* _PASSAGE TO READ_
┄┄┄┄┄┄┄┄┄┄┄┄┄┄┄┄┄┄┄┄
Spool back five years. It’s just before Christmas 2009, most news organisations are winding down for the festive season, when suddenly an announcement is made confirming there will be live TV debates during the 2010 general election campaign. Cue much rejoicing, and not a little relief, that this long-rumoured moment of political history is finally about to come to pass.
The news broke on 21 December. Discussions had been taking place for months between Labour, the Conservatives, the Liberal Democrats and various broadcasters, but this was the first time anything definite had been made public.
It then took a further two months to agree the 76 rules under which the debates would take place. The upshot was three debates at weekly intervals during April 2010, ending the penultimate week of the campaign, staged sequentially by ITV, Sky News and the BBC. A combined total of 22 million people tuned in.
Spool back to the present day. We’re now a couple of weeks away from the point in 2009 when the debates were confirmed. Discussions have once again been going on for months between all the main parties, this time including Ukip and the Greens. But as yet there is no sign of agreement, no word of a compromise, not even on the participants let alone the schedule.
Time is running out. If nothing is announced before the end of the year, the likelihood seems remote of anything being agreed in time for the formal start of the election campaign on 30 March. Cynics will say this is precisely what certain prospective participants in the debates most desire*. Sceptics will say there was never any chance of an agreement, given the increased number of parties and their associate egos jostling for a platform.
┄┄┄┄┄┄┄┄┄┄┄┄┄┄┄┄┄┄┄┄
* _DATA_
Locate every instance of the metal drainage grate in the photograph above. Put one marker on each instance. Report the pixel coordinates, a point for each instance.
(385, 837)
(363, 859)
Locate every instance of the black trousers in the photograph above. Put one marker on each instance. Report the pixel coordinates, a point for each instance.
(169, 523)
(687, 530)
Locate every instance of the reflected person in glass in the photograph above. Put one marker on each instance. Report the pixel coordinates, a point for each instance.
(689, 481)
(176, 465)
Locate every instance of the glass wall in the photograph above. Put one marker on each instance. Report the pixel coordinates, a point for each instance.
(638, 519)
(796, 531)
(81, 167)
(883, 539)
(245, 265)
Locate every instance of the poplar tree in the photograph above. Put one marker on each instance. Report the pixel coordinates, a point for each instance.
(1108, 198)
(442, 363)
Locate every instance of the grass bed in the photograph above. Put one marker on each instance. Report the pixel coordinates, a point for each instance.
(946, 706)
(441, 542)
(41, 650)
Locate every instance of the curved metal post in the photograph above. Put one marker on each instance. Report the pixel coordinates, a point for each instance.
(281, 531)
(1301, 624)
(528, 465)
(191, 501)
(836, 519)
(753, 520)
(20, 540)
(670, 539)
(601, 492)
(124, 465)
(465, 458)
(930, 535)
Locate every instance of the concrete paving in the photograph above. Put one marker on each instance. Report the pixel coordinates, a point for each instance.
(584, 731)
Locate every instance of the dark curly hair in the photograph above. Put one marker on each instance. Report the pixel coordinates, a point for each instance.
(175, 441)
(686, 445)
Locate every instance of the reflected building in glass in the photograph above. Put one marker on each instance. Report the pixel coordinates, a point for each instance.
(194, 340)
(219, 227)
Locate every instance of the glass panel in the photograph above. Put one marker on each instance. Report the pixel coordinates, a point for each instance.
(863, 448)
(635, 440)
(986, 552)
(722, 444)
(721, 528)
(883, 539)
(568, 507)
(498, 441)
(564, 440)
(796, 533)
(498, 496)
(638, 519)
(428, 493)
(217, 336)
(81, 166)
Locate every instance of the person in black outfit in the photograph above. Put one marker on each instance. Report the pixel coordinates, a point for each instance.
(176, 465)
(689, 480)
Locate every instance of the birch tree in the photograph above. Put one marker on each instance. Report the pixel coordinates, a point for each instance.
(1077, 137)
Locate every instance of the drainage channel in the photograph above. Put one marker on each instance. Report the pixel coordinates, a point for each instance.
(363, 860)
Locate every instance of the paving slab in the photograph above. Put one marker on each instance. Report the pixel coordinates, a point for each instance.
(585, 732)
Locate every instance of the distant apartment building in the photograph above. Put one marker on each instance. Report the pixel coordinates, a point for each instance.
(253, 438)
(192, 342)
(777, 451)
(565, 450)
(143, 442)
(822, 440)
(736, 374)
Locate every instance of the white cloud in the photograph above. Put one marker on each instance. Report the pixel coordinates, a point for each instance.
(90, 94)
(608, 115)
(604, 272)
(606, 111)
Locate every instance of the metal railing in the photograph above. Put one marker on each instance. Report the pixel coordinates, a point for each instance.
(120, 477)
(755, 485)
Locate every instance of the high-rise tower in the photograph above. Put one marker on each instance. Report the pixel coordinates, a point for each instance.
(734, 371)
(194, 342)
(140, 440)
┄┄┄┄┄┄┄┄┄┄┄┄┄┄┄┄┄┄┄┄
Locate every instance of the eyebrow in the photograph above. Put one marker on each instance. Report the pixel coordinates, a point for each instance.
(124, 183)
┄┄┄┄┄┄┄┄┄┄┄┄┄┄┄┄┄┄┄┄
* _SHORT TASK_
In the article on televised election debates, how many people in total watched the three 2010 debates?

* _ANSWER TO THIS TASK_
22 million people